Return all the lines below exactly. Any picture among them is omitted.

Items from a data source
---------------

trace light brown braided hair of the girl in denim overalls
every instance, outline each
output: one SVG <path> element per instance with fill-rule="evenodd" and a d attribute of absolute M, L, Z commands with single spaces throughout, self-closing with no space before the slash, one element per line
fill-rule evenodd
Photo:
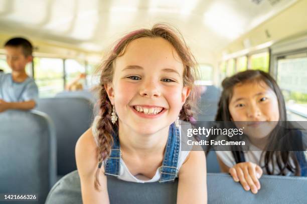
<path fill-rule="evenodd" d="M 196 110 L 196 97 L 199 96 L 198 89 L 194 87 L 194 81 L 198 75 L 196 69 L 196 59 L 188 48 L 186 42 L 184 41 L 179 30 L 172 28 L 172 26 L 167 24 L 155 24 L 151 29 L 138 29 L 126 34 L 121 38 L 117 44 L 114 46 L 112 51 L 109 53 L 106 60 L 103 61 L 102 65 L 99 67 L 101 70 L 100 84 L 99 84 L 99 105 L 100 105 L 100 116 L 97 123 L 98 130 L 98 168 L 95 176 L 95 188 L 99 189 L 99 172 L 102 161 L 105 160 L 111 152 L 111 147 L 113 144 L 112 131 L 113 127 L 118 127 L 118 121 L 113 124 L 111 123 L 111 112 L 112 104 L 107 96 L 104 85 L 112 82 L 114 73 L 114 61 L 117 57 L 125 53 L 127 45 L 134 39 L 141 37 L 162 37 L 169 41 L 178 52 L 183 64 L 184 64 L 184 74 L 183 74 L 183 84 L 184 86 L 189 86 L 191 88 L 191 93 L 186 99 L 180 111 L 180 119 L 185 121 L 193 120 L 192 116 Z"/>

---------------

— Worked solution —
trace light brown braided hair of the girl in denim overalls
every instance, outline each
output: one SVG <path> element per instance with fill-rule="evenodd" and a d attribute of absolute M, L, Z commands with single spaces throughout, self-closing with no space before the slash, one element per line
fill-rule evenodd
Photo:
<path fill-rule="evenodd" d="M 196 110 L 196 97 L 199 96 L 198 89 L 194 87 L 194 81 L 198 75 L 196 69 L 196 59 L 188 48 L 186 42 L 184 41 L 179 30 L 172 28 L 172 26 L 167 24 L 155 24 L 151 29 L 138 29 L 126 34 L 121 38 L 117 44 L 114 46 L 112 51 L 109 53 L 106 60 L 103 61 L 102 65 L 99 67 L 101 70 L 100 84 L 99 84 L 99 105 L 100 105 L 100 116 L 97 123 L 98 130 L 98 168 L 95 176 L 95 188 L 99 189 L 99 172 L 102 161 L 105 160 L 111 152 L 111 147 L 113 144 L 112 131 L 113 127 L 118 127 L 118 121 L 113 124 L 111 123 L 111 112 L 112 104 L 107 96 L 104 85 L 112 82 L 114 73 L 114 61 L 117 57 L 125 53 L 127 45 L 134 39 L 141 37 L 162 37 L 169 41 L 178 52 L 183 64 L 184 64 L 184 74 L 183 74 L 183 84 L 184 86 L 189 86 L 191 88 L 191 93 L 186 99 L 180 111 L 180 119 L 185 121 L 193 120 L 192 116 Z"/>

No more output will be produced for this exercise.